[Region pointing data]

================================

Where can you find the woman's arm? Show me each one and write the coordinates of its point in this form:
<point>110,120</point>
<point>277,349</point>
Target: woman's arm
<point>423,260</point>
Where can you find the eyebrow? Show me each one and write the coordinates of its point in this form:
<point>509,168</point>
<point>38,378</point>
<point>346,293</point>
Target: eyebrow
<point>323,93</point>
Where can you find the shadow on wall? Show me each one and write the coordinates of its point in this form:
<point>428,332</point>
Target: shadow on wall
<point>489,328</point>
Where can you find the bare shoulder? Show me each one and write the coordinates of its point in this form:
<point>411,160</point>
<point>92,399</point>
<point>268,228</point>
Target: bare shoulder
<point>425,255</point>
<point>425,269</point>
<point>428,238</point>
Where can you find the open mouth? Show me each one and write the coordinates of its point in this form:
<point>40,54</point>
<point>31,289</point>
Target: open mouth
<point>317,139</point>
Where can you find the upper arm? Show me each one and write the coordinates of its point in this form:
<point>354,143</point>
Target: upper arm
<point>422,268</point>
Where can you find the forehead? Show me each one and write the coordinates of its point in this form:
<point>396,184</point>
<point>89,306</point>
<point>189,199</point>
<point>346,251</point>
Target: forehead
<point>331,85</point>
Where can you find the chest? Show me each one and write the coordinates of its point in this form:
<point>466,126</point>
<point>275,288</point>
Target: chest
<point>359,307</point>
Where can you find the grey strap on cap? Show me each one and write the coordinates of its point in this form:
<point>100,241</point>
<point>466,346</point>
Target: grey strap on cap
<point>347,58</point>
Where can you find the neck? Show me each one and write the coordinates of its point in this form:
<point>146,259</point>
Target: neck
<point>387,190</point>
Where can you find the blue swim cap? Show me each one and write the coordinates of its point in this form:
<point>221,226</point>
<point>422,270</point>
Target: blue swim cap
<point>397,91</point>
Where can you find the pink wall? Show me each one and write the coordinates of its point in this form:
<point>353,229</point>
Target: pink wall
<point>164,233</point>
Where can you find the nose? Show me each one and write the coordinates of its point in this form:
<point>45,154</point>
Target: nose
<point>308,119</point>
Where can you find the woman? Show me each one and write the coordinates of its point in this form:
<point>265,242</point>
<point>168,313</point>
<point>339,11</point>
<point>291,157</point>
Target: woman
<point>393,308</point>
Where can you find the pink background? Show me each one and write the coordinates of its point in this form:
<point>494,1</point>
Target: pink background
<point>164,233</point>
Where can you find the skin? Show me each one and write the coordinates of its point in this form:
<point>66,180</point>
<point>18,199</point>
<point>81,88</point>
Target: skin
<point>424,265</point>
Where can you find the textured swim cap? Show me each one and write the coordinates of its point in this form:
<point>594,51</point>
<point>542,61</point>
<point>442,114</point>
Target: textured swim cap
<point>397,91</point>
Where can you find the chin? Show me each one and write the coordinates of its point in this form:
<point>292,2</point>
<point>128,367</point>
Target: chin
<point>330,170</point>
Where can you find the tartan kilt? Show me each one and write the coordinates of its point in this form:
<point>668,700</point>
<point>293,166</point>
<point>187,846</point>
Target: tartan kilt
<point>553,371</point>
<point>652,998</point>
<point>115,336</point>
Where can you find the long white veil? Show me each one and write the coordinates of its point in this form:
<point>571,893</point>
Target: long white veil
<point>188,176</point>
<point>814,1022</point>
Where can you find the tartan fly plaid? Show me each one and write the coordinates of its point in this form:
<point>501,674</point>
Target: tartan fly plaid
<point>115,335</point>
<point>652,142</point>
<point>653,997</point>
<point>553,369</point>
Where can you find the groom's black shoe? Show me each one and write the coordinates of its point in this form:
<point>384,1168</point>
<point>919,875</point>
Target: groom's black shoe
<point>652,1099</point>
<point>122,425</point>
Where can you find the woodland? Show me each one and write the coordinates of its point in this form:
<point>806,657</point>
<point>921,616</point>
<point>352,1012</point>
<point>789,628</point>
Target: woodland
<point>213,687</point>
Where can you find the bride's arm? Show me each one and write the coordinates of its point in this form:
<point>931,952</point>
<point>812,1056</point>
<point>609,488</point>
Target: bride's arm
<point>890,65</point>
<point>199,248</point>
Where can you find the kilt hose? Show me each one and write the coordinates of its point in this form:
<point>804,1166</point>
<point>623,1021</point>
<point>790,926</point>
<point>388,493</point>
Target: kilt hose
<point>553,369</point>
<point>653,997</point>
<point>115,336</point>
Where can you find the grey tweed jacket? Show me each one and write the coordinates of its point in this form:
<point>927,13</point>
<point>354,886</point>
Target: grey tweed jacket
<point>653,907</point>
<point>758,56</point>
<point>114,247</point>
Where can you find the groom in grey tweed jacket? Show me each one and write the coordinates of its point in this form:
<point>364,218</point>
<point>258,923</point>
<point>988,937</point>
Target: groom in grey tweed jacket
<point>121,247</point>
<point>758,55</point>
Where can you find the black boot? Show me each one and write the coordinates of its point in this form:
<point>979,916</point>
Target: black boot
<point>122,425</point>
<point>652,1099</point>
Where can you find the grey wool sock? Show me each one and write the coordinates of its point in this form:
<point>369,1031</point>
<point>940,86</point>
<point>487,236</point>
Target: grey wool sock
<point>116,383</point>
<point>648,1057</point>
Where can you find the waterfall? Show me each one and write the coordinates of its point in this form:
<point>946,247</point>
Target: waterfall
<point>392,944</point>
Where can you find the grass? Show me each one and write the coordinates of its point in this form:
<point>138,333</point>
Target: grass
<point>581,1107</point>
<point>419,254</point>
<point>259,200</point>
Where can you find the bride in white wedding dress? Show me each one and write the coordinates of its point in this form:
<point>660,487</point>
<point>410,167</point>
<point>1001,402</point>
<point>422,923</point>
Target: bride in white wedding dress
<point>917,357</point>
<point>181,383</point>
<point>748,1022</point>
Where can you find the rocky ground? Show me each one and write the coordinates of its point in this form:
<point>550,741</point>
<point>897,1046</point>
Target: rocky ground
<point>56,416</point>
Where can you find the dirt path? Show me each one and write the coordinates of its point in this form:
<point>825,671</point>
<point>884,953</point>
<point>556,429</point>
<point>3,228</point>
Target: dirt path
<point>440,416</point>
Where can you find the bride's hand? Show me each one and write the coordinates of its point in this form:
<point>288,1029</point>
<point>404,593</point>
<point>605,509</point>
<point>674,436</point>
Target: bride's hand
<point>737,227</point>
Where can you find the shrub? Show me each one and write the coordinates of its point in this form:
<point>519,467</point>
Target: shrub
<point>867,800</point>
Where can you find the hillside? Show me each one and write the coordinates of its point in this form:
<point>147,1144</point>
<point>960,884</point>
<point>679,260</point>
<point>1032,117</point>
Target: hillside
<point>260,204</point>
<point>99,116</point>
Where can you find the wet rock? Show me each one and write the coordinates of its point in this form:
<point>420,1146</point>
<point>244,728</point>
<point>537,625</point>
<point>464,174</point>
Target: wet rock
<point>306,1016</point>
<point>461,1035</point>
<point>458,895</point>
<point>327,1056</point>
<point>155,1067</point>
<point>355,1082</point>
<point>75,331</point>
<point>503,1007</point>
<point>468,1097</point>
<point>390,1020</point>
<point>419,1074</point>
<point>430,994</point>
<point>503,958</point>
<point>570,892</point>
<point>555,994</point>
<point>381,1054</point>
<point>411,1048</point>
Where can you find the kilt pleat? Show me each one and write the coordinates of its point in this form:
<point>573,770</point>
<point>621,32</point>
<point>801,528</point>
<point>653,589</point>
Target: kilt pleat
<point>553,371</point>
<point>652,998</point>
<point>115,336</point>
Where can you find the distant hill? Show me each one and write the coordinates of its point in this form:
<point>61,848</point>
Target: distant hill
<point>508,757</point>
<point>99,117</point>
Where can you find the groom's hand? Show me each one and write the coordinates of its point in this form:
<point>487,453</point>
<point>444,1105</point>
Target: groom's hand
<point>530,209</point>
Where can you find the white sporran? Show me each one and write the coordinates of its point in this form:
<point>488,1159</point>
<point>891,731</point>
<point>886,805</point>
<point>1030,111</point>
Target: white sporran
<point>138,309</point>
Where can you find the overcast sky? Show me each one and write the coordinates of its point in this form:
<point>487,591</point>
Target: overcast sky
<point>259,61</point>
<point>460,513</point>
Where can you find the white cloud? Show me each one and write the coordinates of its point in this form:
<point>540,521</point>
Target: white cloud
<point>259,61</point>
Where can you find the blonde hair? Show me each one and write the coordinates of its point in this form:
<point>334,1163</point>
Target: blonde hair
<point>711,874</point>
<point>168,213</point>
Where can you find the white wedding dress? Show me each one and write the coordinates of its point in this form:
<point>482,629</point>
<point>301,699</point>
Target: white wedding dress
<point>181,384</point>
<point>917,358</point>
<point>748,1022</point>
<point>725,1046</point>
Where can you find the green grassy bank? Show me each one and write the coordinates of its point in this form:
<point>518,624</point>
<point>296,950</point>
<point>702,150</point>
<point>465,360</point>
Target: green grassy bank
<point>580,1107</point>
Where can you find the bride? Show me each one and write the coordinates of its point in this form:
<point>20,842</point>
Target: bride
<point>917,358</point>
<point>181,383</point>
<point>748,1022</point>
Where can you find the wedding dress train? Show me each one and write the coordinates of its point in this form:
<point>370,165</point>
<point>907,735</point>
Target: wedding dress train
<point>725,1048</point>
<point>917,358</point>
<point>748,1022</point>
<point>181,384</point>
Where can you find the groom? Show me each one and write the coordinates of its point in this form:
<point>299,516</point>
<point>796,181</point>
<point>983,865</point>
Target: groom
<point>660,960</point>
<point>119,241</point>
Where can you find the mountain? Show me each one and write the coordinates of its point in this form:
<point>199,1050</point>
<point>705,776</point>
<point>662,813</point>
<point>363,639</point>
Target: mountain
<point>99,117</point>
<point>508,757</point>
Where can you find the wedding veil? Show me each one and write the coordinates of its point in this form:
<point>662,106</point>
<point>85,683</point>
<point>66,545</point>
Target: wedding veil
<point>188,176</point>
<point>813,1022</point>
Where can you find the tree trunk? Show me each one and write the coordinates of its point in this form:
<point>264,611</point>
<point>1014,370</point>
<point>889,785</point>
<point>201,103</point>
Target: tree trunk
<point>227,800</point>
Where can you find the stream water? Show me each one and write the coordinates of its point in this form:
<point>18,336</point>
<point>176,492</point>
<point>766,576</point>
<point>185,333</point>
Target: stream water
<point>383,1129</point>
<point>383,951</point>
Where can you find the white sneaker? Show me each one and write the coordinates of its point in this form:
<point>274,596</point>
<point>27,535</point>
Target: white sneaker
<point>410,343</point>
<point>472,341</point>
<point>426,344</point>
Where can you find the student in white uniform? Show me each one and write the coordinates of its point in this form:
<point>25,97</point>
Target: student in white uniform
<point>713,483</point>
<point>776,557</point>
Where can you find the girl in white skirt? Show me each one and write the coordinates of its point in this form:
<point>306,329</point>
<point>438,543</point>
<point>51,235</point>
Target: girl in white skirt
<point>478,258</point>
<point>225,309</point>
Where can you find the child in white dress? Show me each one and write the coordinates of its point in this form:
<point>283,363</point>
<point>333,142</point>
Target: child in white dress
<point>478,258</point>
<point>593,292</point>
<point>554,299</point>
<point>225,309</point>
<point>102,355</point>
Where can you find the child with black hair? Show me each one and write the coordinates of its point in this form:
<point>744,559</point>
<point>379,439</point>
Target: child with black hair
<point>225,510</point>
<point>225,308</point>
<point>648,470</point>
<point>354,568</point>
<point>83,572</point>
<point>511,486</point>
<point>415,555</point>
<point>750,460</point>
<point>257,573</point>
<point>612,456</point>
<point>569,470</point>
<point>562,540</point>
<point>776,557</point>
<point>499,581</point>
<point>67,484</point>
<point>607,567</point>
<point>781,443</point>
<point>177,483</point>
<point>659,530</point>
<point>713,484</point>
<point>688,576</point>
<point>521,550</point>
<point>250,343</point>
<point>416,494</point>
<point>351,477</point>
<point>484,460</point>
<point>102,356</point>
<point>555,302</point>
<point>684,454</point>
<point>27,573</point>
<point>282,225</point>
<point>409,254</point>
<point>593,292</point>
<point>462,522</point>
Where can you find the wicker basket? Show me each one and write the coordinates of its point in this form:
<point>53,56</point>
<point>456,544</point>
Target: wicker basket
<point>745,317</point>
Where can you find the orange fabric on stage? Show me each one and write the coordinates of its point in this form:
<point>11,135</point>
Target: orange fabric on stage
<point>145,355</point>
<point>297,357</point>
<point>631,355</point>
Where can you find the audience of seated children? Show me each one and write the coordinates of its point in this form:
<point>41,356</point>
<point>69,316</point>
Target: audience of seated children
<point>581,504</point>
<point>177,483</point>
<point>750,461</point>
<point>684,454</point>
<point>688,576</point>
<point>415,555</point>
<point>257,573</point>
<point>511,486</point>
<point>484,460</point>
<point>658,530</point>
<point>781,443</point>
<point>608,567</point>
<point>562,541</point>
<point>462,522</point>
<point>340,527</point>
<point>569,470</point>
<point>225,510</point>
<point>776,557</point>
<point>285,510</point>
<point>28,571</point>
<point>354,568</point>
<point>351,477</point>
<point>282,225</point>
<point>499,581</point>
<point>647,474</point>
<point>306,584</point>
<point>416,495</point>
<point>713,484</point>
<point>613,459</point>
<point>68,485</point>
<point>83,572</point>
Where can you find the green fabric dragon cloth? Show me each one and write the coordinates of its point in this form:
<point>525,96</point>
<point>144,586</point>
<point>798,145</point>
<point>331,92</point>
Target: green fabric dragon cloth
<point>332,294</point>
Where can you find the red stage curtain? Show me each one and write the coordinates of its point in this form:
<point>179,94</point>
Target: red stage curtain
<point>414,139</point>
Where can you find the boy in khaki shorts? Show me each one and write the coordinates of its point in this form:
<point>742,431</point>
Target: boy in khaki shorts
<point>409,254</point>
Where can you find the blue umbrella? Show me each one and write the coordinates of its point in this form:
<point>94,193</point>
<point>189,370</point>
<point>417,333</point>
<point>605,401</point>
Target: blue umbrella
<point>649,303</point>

================================

Look above for the line holding "<point>456,544</point>" and the line holding "<point>69,316</point>". Retype both, and every line between them, word for word and nothing else.

— OUTPUT FOR THIS EXERCISE —
<point>456,544</point>
Target: wicker basket
<point>745,317</point>
Where can you find the orange fabric on stage? Show me each one and write the coordinates of its point in this form:
<point>11,135</point>
Target: orange fabric on stage
<point>145,355</point>
<point>297,357</point>
<point>631,355</point>
Where can you find the audience of seated children? Show me each one and write the coordinates of its point in this form:
<point>41,356</point>
<point>69,316</point>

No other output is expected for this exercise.